* Requirements
(a) List every change the writer of the sewing blog excerpt made to the wrap dress.
(b) In the sewing blog excerpt, what does the writer say they would never wear the dress without?

* Excerpted passage
....................

If you're anything less than a Dolly Parton, you may have to adjust the bodice wrap accordingly. For me that meant taking wedges out of the shoulder seams so the top wouldn't droop as much. I also sewed deeper into the upper side seams to reduce the armhole gaps there. Even after tightening up the wrap, I would never ever wear this without a camisole underneath.


YES it's a real wrap dress. There's a tie on the inside so the underwrap stays attached to the sideseam, and there's a shoddily sewn hook and eye that attaches the overwrap to the exterior side seam.


I have to be pretty careful of how I stand or walk against the wind. The underwrap provides okay coverage but I think I flashed a nice (or naughty) bit of thigh to the grocery store parking lot. I like the dress design in a drapey fabric, but the pleats behave strangely without structure. Gravity works against them so they sort of fall open. I decided to stitch them down a couple inches so they'd permanently lay neat and flat instead of flop open at the waistline.


That's my hand in a side pocket, not a hip growth, btw. I nixed the bias-tape-finished hem and used Stitchy Witch's method of baby hemming it like she did on her version of the dress. Can't believe I never thought before of serging the raw edge first to mark an even line for folding and pressing. Doy. If I could move through the rest of my sewing life without using a seam gauge, I would. 

Maybe this is why I don't wear florals that often. Pollen allergies:


...or Paranormal Activity? You decide.

What's your preferred kind of floral, or do you love them all? Steer clear of them all?

Thursday, July 5, 2012

cardi-gangbuster



I have an obsession with drapey and slightly oversized cardigans. My collection of them is reasonable right now, but I have plans to totally take over my closet and my life with them. This was my first attempt at making one and it has only fueled the cardi fire. It's one of those pieces I want to plan all my outfits around so I can wear it non-stop.

....................

* Rows

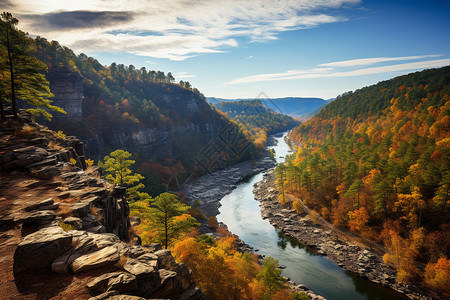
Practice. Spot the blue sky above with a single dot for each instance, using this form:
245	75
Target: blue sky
232	49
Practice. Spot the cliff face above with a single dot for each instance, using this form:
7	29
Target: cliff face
191	114
72	227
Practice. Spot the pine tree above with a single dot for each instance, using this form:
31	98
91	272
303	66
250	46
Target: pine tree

....................

* The results
(a)
- Took wedges out of the shoulder seams so the top wouldn't droop as much.
- Sewed deeper into the upper side seams to reduce the armhole gaps.
- Stitched the pleats down a couple inches so they would lie flat at the waistline.
- Replaced the bias-tape-finished hem with a baby hem, serging the raw edge first.

(b) A camisole underneath.